## What to do
What lines in the material hold the string "rough"? Return every one of them.

## Exercise data
..............................

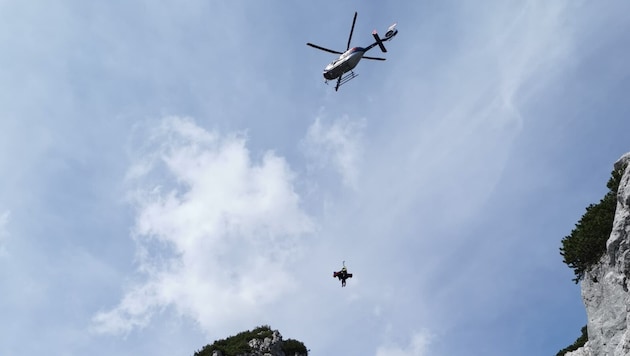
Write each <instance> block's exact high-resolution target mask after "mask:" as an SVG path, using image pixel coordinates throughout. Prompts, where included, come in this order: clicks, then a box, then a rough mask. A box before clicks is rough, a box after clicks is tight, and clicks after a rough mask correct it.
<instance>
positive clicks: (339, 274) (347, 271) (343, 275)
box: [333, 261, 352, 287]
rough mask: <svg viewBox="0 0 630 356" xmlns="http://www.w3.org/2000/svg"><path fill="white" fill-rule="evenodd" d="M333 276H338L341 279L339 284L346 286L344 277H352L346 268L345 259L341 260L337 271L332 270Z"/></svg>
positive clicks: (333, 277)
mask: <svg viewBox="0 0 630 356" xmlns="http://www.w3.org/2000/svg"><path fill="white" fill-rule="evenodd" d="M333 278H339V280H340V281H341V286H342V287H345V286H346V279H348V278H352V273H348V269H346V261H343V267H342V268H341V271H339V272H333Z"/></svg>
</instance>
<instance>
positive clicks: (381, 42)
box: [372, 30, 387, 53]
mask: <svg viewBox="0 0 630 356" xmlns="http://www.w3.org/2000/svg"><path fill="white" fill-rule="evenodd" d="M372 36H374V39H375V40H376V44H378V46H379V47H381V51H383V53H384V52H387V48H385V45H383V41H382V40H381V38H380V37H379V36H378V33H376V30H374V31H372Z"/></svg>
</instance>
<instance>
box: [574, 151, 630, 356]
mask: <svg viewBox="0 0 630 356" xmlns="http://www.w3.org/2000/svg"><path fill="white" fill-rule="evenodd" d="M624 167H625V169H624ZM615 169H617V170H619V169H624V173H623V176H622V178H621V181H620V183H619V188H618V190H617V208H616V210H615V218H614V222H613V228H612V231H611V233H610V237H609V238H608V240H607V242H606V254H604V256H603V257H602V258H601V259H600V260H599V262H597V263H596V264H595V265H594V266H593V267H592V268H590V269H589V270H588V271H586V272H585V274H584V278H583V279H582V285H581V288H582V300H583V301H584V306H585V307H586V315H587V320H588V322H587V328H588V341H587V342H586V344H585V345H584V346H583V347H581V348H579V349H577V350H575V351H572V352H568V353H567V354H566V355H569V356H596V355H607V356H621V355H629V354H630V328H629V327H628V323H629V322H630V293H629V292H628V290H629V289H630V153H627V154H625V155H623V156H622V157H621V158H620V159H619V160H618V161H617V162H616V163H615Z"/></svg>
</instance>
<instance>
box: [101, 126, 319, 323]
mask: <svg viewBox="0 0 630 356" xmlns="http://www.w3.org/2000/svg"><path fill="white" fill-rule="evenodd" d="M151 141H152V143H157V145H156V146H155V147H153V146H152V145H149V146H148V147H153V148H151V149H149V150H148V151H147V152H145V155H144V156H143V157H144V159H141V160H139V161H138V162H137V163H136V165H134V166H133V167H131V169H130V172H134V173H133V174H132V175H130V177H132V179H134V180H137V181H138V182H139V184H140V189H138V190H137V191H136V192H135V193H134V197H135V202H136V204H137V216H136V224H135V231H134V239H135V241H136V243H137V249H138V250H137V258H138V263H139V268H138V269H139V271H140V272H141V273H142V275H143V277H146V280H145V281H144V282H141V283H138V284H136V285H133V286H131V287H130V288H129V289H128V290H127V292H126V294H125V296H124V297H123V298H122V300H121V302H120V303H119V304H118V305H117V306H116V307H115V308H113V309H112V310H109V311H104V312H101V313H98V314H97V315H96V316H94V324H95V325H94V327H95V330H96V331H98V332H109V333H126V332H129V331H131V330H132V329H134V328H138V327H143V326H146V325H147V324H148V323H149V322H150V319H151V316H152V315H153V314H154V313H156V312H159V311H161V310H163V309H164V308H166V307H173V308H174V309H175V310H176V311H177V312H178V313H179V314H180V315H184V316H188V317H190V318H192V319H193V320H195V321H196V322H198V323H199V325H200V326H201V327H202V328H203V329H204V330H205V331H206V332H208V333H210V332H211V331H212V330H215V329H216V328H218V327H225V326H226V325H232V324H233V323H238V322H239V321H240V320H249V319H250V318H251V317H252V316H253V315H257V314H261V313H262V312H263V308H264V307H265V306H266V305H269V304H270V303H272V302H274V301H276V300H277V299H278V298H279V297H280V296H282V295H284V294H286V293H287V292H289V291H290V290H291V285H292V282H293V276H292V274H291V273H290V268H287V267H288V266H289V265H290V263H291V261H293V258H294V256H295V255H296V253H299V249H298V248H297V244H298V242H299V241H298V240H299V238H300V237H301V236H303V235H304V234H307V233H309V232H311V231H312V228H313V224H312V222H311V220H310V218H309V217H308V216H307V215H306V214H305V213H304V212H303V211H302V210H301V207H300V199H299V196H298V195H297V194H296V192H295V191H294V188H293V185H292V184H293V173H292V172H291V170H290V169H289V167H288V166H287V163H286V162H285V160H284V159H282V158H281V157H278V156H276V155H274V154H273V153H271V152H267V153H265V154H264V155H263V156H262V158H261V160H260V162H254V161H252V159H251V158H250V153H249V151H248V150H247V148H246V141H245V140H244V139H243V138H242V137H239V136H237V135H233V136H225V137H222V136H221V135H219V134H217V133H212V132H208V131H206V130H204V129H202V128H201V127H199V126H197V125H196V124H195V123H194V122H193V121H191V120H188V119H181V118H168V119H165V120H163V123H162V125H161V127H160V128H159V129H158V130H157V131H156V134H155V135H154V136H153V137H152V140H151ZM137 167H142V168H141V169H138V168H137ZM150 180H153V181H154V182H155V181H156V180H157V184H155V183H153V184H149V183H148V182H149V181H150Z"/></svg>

..............................

## Exercise solution
Write each <instance> block's exact high-resolution target mask after "mask:" as an SVG path, using image pixel coordinates throughout. Prompts, where included, come in this order: clicks, then a box, then a rough mask. A box before clicks is rough, a box after clicks is tight, and clicks after a rough mask correct it.
rough mask: <svg viewBox="0 0 630 356" xmlns="http://www.w3.org/2000/svg"><path fill="white" fill-rule="evenodd" d="M333 276H338L341 279L339 284L346 286L344 277H352L346 268L345 259L341 260L337 271L332 270Z"/></svg>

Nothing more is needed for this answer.